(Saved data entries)
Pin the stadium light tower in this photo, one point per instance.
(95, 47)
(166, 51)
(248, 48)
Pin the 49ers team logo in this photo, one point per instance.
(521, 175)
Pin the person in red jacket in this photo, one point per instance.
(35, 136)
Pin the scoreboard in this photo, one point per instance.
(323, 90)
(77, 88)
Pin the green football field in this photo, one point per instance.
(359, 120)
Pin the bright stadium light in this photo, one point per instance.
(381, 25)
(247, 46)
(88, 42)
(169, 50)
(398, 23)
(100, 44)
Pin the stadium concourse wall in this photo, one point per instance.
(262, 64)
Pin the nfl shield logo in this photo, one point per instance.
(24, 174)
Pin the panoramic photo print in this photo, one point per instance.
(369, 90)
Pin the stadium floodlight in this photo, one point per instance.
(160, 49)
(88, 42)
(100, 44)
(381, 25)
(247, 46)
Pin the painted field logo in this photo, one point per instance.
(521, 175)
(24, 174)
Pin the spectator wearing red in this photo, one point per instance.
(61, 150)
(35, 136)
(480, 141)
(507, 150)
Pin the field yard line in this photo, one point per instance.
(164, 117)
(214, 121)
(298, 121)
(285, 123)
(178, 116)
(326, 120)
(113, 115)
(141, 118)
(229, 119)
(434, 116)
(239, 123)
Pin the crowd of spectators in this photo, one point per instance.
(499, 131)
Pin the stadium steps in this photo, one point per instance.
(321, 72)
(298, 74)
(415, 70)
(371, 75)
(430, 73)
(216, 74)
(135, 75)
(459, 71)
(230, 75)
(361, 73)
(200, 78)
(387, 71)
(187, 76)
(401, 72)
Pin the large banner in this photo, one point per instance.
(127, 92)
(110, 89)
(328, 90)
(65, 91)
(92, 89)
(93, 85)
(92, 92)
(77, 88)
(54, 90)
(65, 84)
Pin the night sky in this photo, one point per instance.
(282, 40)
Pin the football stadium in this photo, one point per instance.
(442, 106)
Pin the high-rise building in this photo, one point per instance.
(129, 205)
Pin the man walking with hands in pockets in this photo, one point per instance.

(Exercise): Scale the items from the line containing "Pin the high-rise" through the end of the items, and reproduce every line in that range. Multiply each coordinate in the answers by 1.85 and round it to the nearest whole number, with halves rounded up; leave all other text unchanged.

(Written answer):
Pin the high-rise building in this photo, one point per instance.
(239, 379)
Pin the man walking with hands in pockets in this photo, one point per instance.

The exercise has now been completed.